# SELECTION
[start]
But even then, with a much more limited platform and a (relatively) tiny developer community, one thing that was clear was that the paradigm-shift involved with with developing an Alexa skill brought with it testing challenges that weren't exactly straightforward. And further, it was clear that their dev tools were rapidly outpacing their test tools.
So where do things stand today as far as testability? That's a hard question to answer, as it's so multi-faceted. Two things are apparent: Development has continued at a breakneck pace; and, the community today is much more interested in testing than they were at the time. As for everything else, you'll have to judge for yourself.
A Plethora of Positives
Testing pays the bills:
The first (and most exciting for me) is that the community has taken the challenge to heart. We've seen innumerable frameworks/tools/utilities popping up for the purpose of testing Alexa. More importantly, we've seen a few businesses get going whose core competency is testing for voice assistants, which is an undeniable sign of maturity for the platform. I want to take a moment to call out two of them.
It's our strongly held belief that the emergence of test-first companies is a sign of maturity for the platform - essentially that companies are now at the point where they need a long term "Alexa strategy" which includes iterative updates and maintenance (and therefore test automation), rather than just throwing things at a wall to see what sticks.
[end]
# SET OF TASKS
1. Echo the Alexa testing passage from "So where do" to "judge for yourself.".
2. Answer these questions from the Alexa testing passage:
(a) What were the dev tools rapidly outpacing?
(b) What kind of businesses does the passage call an undeniable sign of maturity for the platform?
(c) What does the long-term "Alexa strategy" include?

# RECORDS PROVIDED
[start]
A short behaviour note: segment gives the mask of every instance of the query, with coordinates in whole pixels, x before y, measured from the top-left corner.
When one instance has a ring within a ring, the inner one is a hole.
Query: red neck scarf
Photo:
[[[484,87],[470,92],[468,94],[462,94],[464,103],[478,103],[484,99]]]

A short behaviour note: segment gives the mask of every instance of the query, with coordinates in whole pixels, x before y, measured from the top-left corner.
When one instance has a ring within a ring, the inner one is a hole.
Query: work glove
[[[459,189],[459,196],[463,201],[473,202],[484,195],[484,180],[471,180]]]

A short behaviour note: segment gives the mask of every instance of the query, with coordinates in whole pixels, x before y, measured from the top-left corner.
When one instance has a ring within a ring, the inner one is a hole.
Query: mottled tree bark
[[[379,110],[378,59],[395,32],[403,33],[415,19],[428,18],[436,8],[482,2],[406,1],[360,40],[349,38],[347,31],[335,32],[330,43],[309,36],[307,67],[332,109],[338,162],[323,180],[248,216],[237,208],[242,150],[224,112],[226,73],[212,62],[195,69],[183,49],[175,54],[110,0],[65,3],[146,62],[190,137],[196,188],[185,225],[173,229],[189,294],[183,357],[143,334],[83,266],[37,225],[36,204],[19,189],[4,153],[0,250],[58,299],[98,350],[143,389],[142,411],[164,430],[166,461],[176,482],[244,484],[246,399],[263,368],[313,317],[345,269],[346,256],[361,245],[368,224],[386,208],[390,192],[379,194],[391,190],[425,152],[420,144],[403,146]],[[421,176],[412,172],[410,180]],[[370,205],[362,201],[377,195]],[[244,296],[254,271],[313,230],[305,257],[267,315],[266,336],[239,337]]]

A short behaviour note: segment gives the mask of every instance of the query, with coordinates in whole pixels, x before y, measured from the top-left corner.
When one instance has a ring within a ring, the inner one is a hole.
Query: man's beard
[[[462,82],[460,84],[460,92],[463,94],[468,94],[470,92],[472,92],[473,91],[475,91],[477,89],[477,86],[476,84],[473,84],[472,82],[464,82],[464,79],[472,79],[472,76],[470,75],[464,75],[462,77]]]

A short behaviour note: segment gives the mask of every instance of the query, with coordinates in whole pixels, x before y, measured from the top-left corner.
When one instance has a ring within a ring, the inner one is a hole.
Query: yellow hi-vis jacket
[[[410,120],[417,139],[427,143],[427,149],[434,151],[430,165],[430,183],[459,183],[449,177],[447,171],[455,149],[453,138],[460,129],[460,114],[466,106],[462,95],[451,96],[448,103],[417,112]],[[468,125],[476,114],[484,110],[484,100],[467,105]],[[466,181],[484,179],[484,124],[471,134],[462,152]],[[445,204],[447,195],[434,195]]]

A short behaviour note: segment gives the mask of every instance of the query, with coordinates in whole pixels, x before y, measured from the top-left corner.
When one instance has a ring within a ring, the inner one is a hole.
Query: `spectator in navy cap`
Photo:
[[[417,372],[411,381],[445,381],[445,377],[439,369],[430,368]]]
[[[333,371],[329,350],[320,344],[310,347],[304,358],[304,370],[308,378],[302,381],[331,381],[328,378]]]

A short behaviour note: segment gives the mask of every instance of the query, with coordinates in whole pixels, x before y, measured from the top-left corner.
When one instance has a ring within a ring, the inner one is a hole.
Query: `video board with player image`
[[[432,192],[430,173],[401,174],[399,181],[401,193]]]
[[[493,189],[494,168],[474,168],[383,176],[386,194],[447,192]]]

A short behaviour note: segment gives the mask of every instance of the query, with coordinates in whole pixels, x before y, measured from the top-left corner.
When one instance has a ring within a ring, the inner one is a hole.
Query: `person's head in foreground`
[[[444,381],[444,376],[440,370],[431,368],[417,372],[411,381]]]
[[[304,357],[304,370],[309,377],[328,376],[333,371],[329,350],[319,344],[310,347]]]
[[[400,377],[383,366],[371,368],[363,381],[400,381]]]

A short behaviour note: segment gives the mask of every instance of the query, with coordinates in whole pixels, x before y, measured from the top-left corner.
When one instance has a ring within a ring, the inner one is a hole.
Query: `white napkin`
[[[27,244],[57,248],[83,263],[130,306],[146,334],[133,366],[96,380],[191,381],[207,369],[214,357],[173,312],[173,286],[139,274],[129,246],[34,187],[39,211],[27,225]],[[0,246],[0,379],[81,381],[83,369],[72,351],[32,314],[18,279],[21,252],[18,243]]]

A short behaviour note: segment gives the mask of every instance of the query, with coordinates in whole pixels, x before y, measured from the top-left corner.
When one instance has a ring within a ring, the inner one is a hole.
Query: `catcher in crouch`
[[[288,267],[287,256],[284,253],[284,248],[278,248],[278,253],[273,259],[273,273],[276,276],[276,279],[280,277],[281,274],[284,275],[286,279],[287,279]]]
[end]
# RESPONSES PER TASK
1.
So where do things stand today as far as testability? That's a hard question to answer, as it's so multi-faceted. Two things are apparent: Development has continued at a breakneck pace; and, the community today is much more interested in testing than they were at the time. As for everything else, you'll have to judge for yourself.

2.
(a) Their test tools.
(b) Businesses whose core competency is testing for voice assistants.
(c) Iterative updates and maintenance, and therefore test automation.